WHAT THE EXERCISE ASKS: From the speaker profile below, extract verbatim the passage that opens with the words "Large language models" and closes with "network actually do.".

SELECTED EXCERPT:
Vasu Sharma
- Currently interested in AI Safety and Alignment Research | Writes at https://permutedsense.substack.com/
- Open source and privacy-preserving tools enthusiast
Previous experience working as a data scientist on varied business propositions ranging from detecting scientific fraud in publishing, supply chain optimization, customer attrition, upselling/cross-selling card products, web personalization and customer-merchant affinity.
she/her
Sessions
LLM-as-a-Judge systems are increasingly deployed in high-stakes settings - screening job applicants, triaging medical cases, assessing credit risk, and flagging legal exposure. As the EU AI Act takes effect in August 2026 with penalties up to €35M for biased high-risk systems, organizations are investing heavily in fairness audits. But passing a bias check does not guarantee fairness. Standard Python fairness pipelines rarely detect this shift. In a controlled hiring experiment on real resumes, we demonstrate how alignment and potentially bias-mitigation techniques can reduce aggregate disparities while redistributing harm across intersectional subgroups.
Large language models (LLMs) have become central to modern scientific computing, yet for most practitioners they remain opaque systems - input goes in, text comes out, and the internal mechanism is a mystery. Mechanistic interpretability (MI) is the emerging discipline of reverse-engineering what specific components of a neural network actually do.
Using Andrej Karpathy's microgpt - a fully self-contained, 200-line, dependency-free GPT implementation in pure Python - as our subject, we systematically dissect what a trained language model has learned. No PyTorch, no specialised ML frameworks: just the familiar tools applied to a genuinely novel problem.
The model is tiny by design: 4,192 parameters, a 27-token vocabulary (a–z + a special token), trained on 32,000 names in roughly one minute on a laptop. This makes it the ideal subject for interpretability work - every attention weight is inspectable, every embedding printable, every head ablatable. The scientific question driving the tutorial is: "What has this model actually learned about the structure of names?"

Dataset listing:
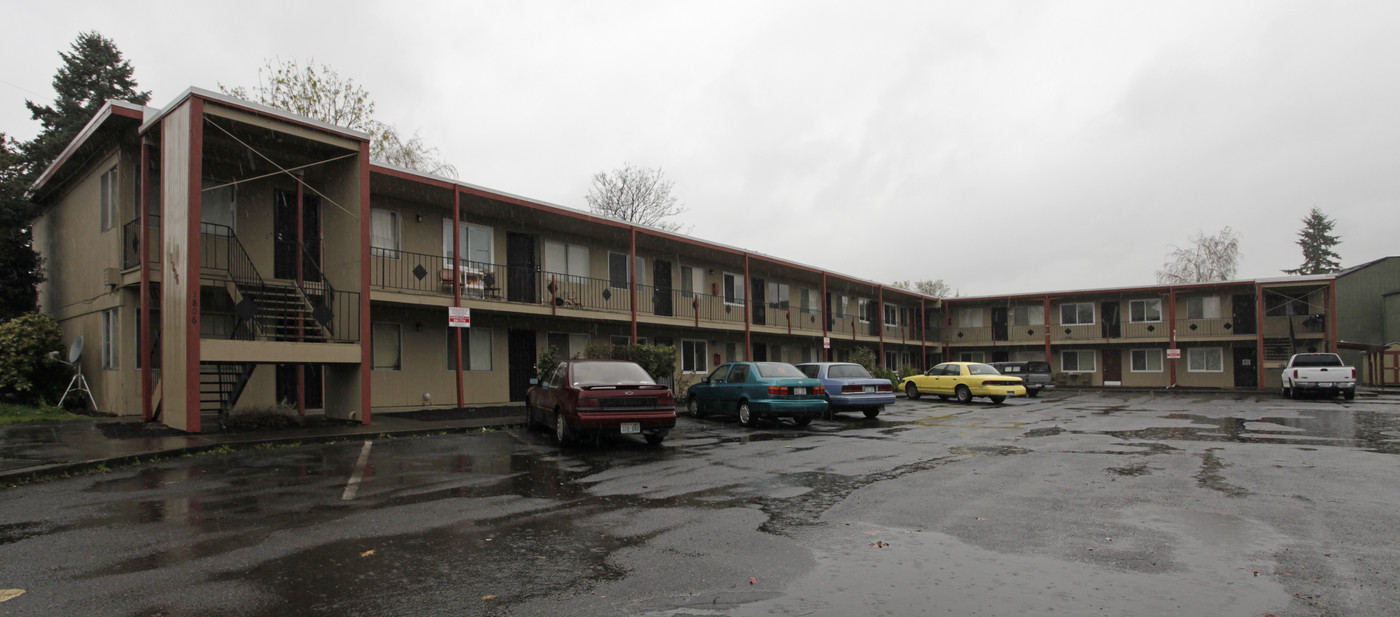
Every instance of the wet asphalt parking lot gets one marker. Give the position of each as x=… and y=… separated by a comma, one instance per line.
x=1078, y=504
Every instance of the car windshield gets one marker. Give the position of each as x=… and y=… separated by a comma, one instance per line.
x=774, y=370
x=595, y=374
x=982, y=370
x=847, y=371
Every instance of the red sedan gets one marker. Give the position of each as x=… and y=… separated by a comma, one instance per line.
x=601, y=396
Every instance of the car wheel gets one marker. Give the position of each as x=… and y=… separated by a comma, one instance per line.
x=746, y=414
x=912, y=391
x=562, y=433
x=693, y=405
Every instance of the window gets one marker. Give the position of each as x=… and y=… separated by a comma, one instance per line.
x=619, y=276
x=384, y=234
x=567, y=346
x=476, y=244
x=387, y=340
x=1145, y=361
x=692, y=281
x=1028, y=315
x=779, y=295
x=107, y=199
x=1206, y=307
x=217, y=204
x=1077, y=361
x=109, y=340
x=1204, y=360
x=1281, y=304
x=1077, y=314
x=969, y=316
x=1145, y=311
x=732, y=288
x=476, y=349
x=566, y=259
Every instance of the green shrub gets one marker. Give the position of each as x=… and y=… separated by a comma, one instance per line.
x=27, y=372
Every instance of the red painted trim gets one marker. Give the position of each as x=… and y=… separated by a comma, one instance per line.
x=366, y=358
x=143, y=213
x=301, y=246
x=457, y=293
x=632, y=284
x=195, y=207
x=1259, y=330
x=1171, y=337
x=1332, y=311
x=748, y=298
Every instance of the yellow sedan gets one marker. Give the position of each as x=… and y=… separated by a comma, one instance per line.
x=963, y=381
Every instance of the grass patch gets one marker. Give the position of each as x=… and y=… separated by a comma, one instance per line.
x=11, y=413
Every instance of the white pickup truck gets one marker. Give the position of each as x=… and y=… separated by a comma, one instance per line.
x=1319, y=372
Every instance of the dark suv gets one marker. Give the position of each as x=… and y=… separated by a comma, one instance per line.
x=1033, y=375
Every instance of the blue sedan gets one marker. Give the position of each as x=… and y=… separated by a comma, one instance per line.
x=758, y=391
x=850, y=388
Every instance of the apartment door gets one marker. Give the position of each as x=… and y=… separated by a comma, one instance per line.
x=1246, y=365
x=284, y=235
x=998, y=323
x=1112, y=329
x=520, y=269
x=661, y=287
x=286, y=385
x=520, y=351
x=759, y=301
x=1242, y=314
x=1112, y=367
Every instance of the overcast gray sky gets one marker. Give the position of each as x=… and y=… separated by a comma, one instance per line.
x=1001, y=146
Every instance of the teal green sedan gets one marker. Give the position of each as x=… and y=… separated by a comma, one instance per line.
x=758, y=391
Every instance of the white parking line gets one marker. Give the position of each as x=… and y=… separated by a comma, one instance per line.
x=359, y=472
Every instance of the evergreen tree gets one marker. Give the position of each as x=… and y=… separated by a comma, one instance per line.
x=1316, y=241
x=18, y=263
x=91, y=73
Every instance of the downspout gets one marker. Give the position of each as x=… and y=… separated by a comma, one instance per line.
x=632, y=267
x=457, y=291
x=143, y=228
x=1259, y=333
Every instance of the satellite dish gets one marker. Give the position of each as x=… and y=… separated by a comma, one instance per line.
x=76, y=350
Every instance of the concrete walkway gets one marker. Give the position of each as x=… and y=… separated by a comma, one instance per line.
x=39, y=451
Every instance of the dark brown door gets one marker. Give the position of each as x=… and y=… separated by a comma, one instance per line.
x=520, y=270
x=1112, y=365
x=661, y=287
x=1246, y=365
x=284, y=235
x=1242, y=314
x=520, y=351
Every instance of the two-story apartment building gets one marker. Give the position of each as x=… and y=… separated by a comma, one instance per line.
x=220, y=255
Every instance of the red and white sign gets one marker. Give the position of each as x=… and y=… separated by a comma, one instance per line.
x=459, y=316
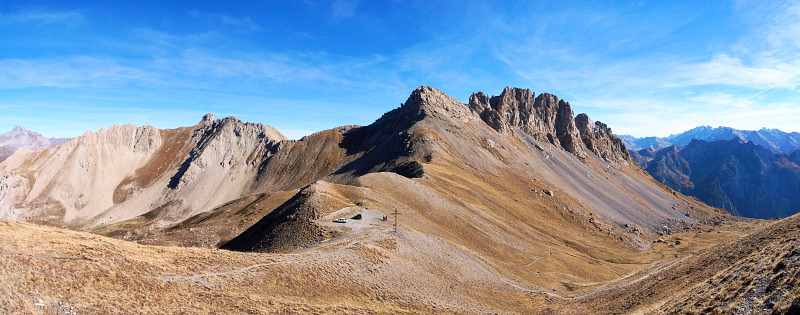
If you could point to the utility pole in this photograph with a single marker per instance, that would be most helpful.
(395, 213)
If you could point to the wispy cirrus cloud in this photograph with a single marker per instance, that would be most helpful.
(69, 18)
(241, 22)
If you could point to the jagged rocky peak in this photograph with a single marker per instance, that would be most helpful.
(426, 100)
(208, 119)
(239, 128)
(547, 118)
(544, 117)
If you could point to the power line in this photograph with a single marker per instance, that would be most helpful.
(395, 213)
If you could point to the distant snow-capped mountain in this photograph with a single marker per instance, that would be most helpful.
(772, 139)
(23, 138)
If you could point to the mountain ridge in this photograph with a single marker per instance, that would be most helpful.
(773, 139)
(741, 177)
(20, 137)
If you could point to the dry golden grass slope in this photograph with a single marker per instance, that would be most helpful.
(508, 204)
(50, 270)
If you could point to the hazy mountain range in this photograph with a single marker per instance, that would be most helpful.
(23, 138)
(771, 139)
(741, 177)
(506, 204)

EXPECTED ANSWER:
Large language models (LLMs) have become central to modern scientific computing, yet for most practitioners they remain opaque systems - input goes in, text comes out, and the internal mechanism is a mystery. Mechanistic interpretability (MI) is the emerging discipline of reverse-engineering what specific components of a neural network actually do.